─── Provided data

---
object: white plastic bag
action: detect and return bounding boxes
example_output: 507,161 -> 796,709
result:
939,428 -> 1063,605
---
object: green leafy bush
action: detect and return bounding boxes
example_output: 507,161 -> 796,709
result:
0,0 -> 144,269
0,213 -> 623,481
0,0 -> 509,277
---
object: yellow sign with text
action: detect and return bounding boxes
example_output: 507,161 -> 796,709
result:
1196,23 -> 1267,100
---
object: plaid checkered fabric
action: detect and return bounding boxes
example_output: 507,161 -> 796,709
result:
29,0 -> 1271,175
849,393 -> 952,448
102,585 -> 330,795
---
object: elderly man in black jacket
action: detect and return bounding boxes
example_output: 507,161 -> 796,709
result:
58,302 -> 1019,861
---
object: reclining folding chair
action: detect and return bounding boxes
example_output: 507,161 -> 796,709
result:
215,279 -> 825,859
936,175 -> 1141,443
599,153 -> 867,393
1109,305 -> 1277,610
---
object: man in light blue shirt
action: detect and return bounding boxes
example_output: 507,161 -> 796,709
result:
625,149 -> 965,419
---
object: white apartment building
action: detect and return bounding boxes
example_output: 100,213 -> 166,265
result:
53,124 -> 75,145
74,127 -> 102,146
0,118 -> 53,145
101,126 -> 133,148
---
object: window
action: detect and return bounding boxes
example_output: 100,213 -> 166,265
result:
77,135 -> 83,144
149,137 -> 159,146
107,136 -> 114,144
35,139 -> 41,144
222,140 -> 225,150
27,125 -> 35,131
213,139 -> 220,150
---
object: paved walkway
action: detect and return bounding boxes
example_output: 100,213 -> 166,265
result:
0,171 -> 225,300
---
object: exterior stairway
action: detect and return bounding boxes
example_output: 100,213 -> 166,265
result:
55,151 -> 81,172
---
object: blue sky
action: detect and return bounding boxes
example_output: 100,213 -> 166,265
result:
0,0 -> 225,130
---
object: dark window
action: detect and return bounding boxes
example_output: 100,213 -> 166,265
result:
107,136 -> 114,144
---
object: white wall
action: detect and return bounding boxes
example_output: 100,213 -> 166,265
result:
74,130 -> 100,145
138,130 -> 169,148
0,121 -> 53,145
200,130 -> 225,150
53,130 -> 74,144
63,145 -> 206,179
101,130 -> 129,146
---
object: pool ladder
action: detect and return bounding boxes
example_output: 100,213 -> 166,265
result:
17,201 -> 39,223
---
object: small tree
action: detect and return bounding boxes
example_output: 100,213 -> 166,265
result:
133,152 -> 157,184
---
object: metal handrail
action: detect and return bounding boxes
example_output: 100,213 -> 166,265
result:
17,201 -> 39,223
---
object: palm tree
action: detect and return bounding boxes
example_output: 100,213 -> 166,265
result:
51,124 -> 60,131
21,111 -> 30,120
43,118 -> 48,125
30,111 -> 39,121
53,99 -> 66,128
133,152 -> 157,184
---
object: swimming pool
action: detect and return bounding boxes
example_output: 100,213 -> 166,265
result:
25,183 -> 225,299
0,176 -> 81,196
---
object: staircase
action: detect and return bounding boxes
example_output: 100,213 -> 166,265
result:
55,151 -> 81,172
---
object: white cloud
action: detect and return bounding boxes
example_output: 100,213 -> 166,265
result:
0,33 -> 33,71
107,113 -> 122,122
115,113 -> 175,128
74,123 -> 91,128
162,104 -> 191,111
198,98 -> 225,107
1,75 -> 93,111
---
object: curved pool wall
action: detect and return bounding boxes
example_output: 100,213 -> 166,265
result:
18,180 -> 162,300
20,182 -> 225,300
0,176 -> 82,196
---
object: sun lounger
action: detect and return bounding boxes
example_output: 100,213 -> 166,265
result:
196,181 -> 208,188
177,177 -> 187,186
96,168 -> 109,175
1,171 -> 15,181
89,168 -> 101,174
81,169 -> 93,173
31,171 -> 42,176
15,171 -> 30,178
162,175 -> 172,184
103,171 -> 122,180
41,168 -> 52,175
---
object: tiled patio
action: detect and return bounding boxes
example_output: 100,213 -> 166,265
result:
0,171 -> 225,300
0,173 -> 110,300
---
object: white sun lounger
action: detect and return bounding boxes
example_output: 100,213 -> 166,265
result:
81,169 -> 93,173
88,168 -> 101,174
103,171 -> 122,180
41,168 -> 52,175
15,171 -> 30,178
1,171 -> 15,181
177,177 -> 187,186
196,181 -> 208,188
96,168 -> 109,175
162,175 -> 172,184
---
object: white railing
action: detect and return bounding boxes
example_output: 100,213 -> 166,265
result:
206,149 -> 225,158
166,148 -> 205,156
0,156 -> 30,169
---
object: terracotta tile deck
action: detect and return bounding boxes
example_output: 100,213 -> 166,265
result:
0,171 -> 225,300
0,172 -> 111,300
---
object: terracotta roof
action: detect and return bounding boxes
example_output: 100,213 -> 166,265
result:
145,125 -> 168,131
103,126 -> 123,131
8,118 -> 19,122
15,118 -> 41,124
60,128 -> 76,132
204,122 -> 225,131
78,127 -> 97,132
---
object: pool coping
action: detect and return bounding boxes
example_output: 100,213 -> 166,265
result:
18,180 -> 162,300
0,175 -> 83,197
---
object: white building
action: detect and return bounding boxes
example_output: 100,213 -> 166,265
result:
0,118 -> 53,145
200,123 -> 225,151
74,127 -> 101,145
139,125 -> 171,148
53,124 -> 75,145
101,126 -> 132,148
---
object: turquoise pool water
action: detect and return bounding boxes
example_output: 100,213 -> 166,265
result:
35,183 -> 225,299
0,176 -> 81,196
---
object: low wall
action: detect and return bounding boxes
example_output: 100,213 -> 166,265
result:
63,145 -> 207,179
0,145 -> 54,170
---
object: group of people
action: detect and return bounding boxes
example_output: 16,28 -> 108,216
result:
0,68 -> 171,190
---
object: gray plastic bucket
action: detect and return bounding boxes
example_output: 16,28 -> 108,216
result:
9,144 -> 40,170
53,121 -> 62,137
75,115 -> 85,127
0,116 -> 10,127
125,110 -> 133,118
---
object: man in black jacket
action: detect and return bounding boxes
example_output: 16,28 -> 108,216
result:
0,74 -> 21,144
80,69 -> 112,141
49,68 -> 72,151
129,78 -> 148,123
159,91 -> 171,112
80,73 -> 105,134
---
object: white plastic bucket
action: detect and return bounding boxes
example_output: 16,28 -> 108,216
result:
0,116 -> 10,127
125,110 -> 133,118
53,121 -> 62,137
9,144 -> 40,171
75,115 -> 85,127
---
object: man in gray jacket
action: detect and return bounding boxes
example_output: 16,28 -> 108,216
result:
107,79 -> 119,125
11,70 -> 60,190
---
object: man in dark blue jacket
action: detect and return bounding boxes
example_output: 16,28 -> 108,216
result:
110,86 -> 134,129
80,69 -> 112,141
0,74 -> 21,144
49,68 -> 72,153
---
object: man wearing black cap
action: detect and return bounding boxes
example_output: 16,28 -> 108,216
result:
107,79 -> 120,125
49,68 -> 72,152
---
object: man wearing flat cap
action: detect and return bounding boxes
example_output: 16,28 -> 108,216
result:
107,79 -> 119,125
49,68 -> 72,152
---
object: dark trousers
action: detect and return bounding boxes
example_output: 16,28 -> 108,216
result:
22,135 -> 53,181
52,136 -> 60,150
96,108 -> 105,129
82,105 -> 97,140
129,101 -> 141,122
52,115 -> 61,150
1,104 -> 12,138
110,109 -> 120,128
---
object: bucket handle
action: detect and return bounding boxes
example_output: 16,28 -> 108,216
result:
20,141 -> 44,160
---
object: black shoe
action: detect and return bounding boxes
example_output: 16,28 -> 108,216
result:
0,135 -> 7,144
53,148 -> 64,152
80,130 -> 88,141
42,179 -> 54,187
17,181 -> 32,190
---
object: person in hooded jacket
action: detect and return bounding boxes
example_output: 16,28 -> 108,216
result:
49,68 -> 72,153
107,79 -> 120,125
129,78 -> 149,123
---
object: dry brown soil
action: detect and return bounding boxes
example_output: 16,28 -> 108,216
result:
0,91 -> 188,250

──────

> **Problem statement**
Identify every line above that contains the string "pool", matching case exactly, and copy each of those lines in full.

> **Solution to this problem**
object: pool ladder
object: swimming pool
object: curved pool wall
object: pool coping
object: turquoise pool water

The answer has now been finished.